- **Record extracts**
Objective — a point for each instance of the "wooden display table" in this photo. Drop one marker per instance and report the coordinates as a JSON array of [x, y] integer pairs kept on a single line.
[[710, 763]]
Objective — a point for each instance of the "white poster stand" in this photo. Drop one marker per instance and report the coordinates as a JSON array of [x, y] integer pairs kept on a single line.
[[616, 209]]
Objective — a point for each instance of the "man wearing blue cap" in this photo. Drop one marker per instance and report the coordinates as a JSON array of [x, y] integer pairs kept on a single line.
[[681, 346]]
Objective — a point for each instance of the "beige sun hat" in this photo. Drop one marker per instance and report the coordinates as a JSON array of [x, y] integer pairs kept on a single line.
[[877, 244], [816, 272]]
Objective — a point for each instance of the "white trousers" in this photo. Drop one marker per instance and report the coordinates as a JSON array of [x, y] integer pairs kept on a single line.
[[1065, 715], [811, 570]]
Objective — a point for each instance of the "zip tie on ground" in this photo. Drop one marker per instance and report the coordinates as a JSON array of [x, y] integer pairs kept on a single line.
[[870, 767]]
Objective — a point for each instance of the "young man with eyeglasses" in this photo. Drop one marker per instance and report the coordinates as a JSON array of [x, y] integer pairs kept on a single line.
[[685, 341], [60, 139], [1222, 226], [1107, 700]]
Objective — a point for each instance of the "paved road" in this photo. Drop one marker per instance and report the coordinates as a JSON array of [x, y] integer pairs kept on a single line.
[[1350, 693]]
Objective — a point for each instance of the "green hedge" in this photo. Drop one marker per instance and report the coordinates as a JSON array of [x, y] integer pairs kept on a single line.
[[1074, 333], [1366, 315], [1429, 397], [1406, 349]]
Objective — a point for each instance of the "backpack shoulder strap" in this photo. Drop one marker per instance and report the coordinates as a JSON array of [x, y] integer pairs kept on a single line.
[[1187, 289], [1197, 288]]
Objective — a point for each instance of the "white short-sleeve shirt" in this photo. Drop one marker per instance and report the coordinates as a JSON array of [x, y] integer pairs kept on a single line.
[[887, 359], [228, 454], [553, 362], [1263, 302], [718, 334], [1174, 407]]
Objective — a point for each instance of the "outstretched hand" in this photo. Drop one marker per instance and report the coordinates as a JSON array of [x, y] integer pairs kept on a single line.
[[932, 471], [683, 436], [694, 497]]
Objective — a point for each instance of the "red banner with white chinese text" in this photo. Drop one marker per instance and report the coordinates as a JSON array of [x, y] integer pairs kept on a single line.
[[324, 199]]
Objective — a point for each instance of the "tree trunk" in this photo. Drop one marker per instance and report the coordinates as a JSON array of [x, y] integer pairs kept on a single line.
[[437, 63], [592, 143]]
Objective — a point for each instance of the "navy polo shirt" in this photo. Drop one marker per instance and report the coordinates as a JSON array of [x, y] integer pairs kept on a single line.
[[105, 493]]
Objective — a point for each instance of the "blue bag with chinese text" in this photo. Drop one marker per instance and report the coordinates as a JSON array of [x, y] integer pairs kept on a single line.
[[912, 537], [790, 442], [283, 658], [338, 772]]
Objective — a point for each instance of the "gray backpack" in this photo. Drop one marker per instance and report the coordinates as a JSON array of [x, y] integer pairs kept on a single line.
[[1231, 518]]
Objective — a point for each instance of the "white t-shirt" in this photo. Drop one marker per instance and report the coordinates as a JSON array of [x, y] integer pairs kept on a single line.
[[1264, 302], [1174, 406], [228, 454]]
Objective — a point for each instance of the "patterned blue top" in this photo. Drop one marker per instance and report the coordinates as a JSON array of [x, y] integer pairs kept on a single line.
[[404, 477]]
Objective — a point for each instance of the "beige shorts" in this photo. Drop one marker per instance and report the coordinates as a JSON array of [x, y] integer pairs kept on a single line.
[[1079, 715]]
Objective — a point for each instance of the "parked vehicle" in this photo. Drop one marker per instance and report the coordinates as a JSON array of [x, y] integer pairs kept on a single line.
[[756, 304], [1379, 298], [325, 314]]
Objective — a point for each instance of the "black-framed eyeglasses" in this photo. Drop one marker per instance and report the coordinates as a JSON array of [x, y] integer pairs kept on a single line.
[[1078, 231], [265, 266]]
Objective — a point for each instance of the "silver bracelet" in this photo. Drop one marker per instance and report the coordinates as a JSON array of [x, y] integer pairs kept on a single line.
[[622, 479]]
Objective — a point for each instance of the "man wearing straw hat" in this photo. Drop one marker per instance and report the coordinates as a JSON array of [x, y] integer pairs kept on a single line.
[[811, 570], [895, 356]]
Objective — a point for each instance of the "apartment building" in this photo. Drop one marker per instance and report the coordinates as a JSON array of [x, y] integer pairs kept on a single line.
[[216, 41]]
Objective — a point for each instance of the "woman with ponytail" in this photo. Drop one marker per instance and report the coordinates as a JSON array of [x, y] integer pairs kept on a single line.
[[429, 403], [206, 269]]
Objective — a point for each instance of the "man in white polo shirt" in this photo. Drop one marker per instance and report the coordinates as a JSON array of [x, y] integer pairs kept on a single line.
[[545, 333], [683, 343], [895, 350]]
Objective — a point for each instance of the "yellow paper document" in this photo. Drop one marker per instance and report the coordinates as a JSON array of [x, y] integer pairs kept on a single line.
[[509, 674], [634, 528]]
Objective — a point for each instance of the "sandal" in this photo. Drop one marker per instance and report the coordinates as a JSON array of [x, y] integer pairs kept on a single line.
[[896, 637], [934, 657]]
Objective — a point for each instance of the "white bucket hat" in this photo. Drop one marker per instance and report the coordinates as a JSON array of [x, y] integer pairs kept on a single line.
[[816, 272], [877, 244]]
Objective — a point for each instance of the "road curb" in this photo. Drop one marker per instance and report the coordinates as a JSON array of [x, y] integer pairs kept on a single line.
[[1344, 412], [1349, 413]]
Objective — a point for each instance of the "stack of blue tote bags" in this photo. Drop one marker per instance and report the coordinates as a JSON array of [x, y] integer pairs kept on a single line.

- **Activity**
Please print the data above exactly as it appears.

- **Your response**
Objective — a point for each instance of the "wooden display table" in this photo. Drop one marker per instance and report the coordinates as a JSON array of [x, y] integer pairs kept on a single line.
[[710, 763]]
Objective — a point for each instance of the "white poster stand" in this photo. Drop one marker per instance and report the coordinates as a JSON array of [x, y] integer pairs kept on a single line.
[[616, 209]]
Objective — a point for each instance of the "man wearing blue cap" in this photo. Drop one marker per instance and report the coordinates as a JSON array of [x, y] integer pairs kept on a single line.
[[681, 346]]
Objective — a point for each instance of the "beige sun hat" in this photo. Drop one marker per instance and report the coordinates as a JSON array of [x, y] integer pairs kept on a single line.
[[877, 244], [816, 272]]
Objective — a point for each instance of the "white trousers" in this photo. Drop one marker per instance and report the coordinates as a JSON array of [x, y] integer pairs kept on a single line.
[[1065, 715], [811, 570]]
Objective — a point for each instance of the "zip tie on ground" in this photo. Drop one marker per instance and report the coordinates as a JSON array of [x, y] integer pairs kept on a single line.
[[870, 767]]
Objective — a point for each instance of the "young man with eyeglasses" in this photo. Drop one marker per instance and report the coordinates as a JSON array of [x, y] integer pairs kept on a single line.
[[685, 341], [60, 139], [1222, 226], [1107, 700]]
Objective — a point for each instance of the "paved road" in this photo. Drop one marker per instance and report the coordinates as a JSON array of [x, y] integer pairs kept on a single line.
[[1350, 693]]
Objective — a point for each instance of the "green hedge" in this photo. Drop one marker per instance and report the coordinates as a JSON array of [x, y] integer pairs kept on a single line.
[[1074, 333], [1366, 315], [1429, 397], [1406, 349]]
Objective — a point for each instance of the "backpack shoulder strap" in this photo. Drop one marker per instance and report the coordinates as a JSON array of [x, y] integer pairs kept on a single line.
[[1187, 289], [1197, 288]]
Objective — a point for each instance of the "white short-sleeve shirt" in this photo. Drop one marker per instance and report the coordinates as a JSON array of [x, y] integer pairs kept on a single line.
[[887, 359], [228, 454], [553, 362], [1263, 302], [718, 334], [1174, 407]]
Objective — a point for each instance of the "outstretched hand" in this photo. Drop one marker per instance and report the coordinates as a JSON array of [x, y] integer pairs kept on a single line.
[[932, 471], [683, 436], [694, 497]]
Objective — a point for each instance of the "red banner with white chinese text" in this photo. Drop one marker per instance and report the coordinates as a JSON array of [x, y] integer pairs kept on a single line.
[[324, 199]]
Objective — a point for each instance of the "tree trunk" in this photo. Drop one marker per instance and report the coordinates as a JSON array of [x, y] integer pairs kept on a single line.
[[437, 63], [592, 143]]
Objective — a point for each instance of the "navy polo shirt" in this photo. Drop one marker per instance and report the coordinates as a JSON array of [x, y] integer pairs kept on a single line.
[[105, 493]]
Objective — a point for each instance of the "blue bag with chinese text" in this photo. Drop one marker per instance and report the coordinates as a JSON array of [x, y] integer pairs kept on a single line.
[[912, 537], [790, 442], [283, 658], [338, 772]]
Objective — a point for each instance of the "gray backpack" in this photo. Drop one marker per instance and report the coordinates as a JSON array of [x, y] integer pairs kept on a single line.
[[1231, 518]]
Objective — a point for each instance of the "white t-shirt" in this photo. Drop one marker per instance and report the coordinates as a JSON array of [x, y] integer pairs kept on a single line.
[[1264, 302], [1174, 406], [228, 454]]
Objective — a point for each instance of the "patterned blue top" in this photo. Drop one marker per instance and report the coordinates as a JSON array of [x, y] integer pairs kept on a single line.
[[404, 477]]
Objective — a point for each instance of the "beige shorts" in this photo. Drop one marker per instance and report the coordinates as a JSON array of [x, y] integer pairs kept on a single line.
[[1079, 715]]
Objective — a point for each instance of the "parked vehicle" in this photo. Drop one marker per instance and report the coordinates as a JSON array of [x, y] integer pairs kept on a single line.
[[756, 304], [1379, 298], [325, 314]]
Objective — a point for each instance of the "black-framed eyeglasses" in this photo. Drop one marker per instance and report the coordinates as a JSON array of [x, y] integer pairs kept on a single line.
[[1078, 231], [265, 266]]
Objective — a point for each instance of the "silver bracelet" in this photo. Drop one marker per instance and report the coordinates as a JSON array of [x, y] integer pairs kept on a single line.
[[622, 479]]
Objective — a point for each instance of the "man wearing straw hat" in this photo. Drop one marker per instance and report the coordinates as a JSON array of [x, y] integer pairs kept on a single line.
[[811, 570], [895, 356]]
Objective — a point for each instance of the "apartment building" in this photo. Drop one marker per instance and report the coordinates as a JSON array of [x, y] integer pairs kept on a single line.
[[216, 41]]
Objective — a point for each instance of the "woman with ponytail" in this photo. Drop one marker per instance and report the coordinates as a JSON array of [x, y] integer pairs kept on a single line.
[[429, 403], [206, 269]]
Objective — a point for each instance of the "man in white polo shirt" in this photo. Drop one marker per instance and report the coordinates as a JSON array of [x, y] integer pairs kept on a single line.
[[545, 333], [683, 343], [895, 350]]
Objective — a point for each instance of the "yellow paper document" in this photo. Drop one marker per instance and report the coordinates as a JSON array of [x, y] integer pairs kept on a single line.
[[509, 674], [634, 528]]
Objective — a point for each instance of the "sandal" in this photo. Drop one marker per instance and report the coordinates as a JSON array of [x, y] integer pairs kept on a single line.
[[896, 637], [934, 657]]
Objective — a point for each instance of the "white bucket hat" in this photo. Drop one marker per instance and report the coordinates as a JSON array of [x, y] integer pairs kept on a single line.
[[816, 272], [877, 244]]
Objective — a point for each instance of the "road curb" in this photo. Drop one marker per instance and report the coordinates as a JSON array of [x, y] integer pairs kept on a single line.
[[1344, 412], [1349, 413]]
Objective — a point for each instance of the "stack of blue tote bags" in this photo. Drop one marker per instance and report the coordinates as a JSON array of [x, y] integer pairs kept on a single line.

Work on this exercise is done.